* [INSTRUCTIONS FOR THE TASK]: Every record must reappear in the answer exactly as given.

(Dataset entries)
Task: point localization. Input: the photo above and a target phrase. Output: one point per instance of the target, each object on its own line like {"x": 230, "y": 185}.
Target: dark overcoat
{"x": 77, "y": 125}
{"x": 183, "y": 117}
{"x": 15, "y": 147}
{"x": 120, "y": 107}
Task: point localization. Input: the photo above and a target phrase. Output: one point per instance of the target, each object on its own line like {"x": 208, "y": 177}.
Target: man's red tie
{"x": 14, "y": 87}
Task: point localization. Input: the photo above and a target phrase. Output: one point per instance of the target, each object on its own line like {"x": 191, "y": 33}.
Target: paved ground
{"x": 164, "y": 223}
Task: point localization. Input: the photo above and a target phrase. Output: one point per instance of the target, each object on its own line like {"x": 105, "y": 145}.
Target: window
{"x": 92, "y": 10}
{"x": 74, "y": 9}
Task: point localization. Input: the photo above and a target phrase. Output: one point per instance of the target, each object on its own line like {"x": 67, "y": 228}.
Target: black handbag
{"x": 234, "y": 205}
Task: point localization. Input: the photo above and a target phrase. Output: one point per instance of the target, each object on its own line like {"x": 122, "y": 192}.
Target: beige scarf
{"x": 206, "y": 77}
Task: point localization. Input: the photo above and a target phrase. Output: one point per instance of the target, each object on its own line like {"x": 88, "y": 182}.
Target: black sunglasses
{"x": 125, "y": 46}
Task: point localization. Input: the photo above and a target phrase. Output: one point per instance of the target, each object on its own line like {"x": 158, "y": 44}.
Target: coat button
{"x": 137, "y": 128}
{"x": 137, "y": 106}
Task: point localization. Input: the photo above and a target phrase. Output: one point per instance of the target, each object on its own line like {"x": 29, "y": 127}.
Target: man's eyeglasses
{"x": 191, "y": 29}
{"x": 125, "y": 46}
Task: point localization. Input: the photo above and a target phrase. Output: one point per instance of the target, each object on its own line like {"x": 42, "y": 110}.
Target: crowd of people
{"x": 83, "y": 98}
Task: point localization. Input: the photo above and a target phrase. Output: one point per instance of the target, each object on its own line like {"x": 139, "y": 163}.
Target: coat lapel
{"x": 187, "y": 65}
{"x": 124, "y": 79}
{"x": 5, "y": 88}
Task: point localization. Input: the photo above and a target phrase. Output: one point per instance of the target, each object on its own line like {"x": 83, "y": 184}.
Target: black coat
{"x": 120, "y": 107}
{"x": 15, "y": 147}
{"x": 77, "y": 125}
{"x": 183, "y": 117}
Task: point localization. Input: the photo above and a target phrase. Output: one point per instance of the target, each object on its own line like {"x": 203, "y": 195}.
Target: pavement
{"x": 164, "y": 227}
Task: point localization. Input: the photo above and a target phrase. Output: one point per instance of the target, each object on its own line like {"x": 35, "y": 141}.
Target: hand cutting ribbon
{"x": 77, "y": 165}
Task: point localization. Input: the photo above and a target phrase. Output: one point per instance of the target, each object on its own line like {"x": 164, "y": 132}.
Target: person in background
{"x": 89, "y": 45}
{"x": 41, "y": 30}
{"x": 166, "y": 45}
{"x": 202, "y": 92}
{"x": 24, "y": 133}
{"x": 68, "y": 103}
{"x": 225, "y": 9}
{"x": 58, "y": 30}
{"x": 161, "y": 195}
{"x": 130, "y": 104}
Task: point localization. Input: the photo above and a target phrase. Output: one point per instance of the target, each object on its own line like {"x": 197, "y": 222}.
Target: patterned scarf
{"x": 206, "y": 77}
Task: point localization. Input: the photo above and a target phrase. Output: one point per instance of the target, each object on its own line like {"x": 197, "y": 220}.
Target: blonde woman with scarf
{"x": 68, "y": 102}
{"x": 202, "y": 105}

* [YOUR SOLUTION]:
Task: point localization. Input: the photo above and a target phrase. Output: one point per instance of the target, each object on its own line like {"x": 230, "y": 185}.
Target: dark overcoat
{"x": 77, "y": 125}
{"x": 183, "y": 117}
{"x": 15, "y": 147}
{"x": 120, "y": 107}
Task: point localization. Input: the photo above and a target phrase. Output: one point per instance of the target, each object on its own line like {"x": 208, "y": 177}.
Target: man's red tie
{"x": 14, "y": 87}
Task: point localization. Input: the photo above and a target phrase. Output: one point per instance of the target, each object on its own line like {"x": 191, "y": 33}.
Target: paved ground
{"x": 164, "y": 223}
Task: point localization. Input: the photo above and a target phrase. Output: one point per instance of the target, each object on its own line like {"x": 105, "y": 145}.
Target: window
{"x": 92, "y": 10}
{"x": 74, "y": 9}
Task: point localization. Input: the photo above and a target phrase. Output: one point per instance of the target, each object on its own line like {"x": 67, "y": 228}.
Target: black handbag
{"x": 234, "y": 205}
Task: point localization. Input: the photo above and a target phrase. Output: one point per instance of the target, each object on its own line like {"x": 122, "y": 192}.
Target: beige scarf
{"x": 206, "y": 77}
Task: point localization. Input: the photo above and a target phrase. Output: one point per instance of the target, each object on its own line like {"x": 88, "y": 182}.
Target: black sunglasses
{"x": 125, "y": 46}
Task: point localization. Input: the photo above and a target phrase. Output: one point per instance of the target, each object on its own line like {"x": 158, "y": 44}.
Target: coat button
{"x": 137, "y": 128}
{"x": 137, "y": 106}
Task: point localization. Input: the photo above and a target phrase. Output: one point per instance of the target, each object on its own line like {"x": 29, "y": 127}.
Target: man's eyeglasses
{"x": 191, "y": 29}
{"x": 125, "y": 46}
Task: point localization. Input: the photo above and a target phrase. Output: one point per instance of the target, each object on its own line like {"x": 42, "y": 110}.
Target: crowd of people
{"x": 83, "y": 98}
Task: point localization. Input: the photo above and a target phrase. Output: one point per instance of the target, each object on its own line like {"x": 139, "y": 163}.
Target: coat lapel
{"x": 187, "y": 65}
{"x": 124, "y": 79}
{"x": 5, "y": 88}
Task: point localization. Input: the photo above and a target phrase. Output: one point per instance of the target, each object on its own line like {"x": 83, "y": 184}.
Target: black coat
{"x": 120, "y": 107}
{"x": 15, "y": 147}
{"x": 77, "y": 125}
{"x": 183, "y": 117}
Task: point localization. Input: the photo above and a target phrase. Output: one point per instance of the target, each object on its own line like {"x": 203, "y": 195}.
Target: pavement
{"x": 164, "y": 227}
Task: point localization. Input: the photo above and a target phrase. Output: one point per instance of the target, each object on its own line like {"x": 35, "y": 141}.
Target: hand cutting ribbon
{"x": 77, "y": 165}
Task: point localization. Input: the photo above and a target phrase. Output: one point per instance of the target, each object on its own line like {"x": 164, "y": 132}.
Target: person in background
{"x": 89, "y": 45}
{"x": 41, "y": 30}
{"x": 166, "y": 45}
{"x": 202, "y": 92}
{"x": 24, "y": 133}
{"x": 68, "y": 103}
{"x": 225, "y": 9}
{"x": 58, "y": 30}
{"x": 161, "y": 195}
{"x": 130, "y": 104}
Task: point localization. Input: the photo above and a target phrase. Output: one point per instance of the target, each object on its own line like {"x": 197, "y": 222}.
Target: patterned scarf
{"x": 206, "y": 77}
Task: point localization. Input: the photo above and a target phrase. Output: one point per instance of the target, each object on its own line like {"x": 197, "y": 220}.
Target: blonde woman with scarf
{"x": 68, "y": 102}
{"x": 202, "y": 105}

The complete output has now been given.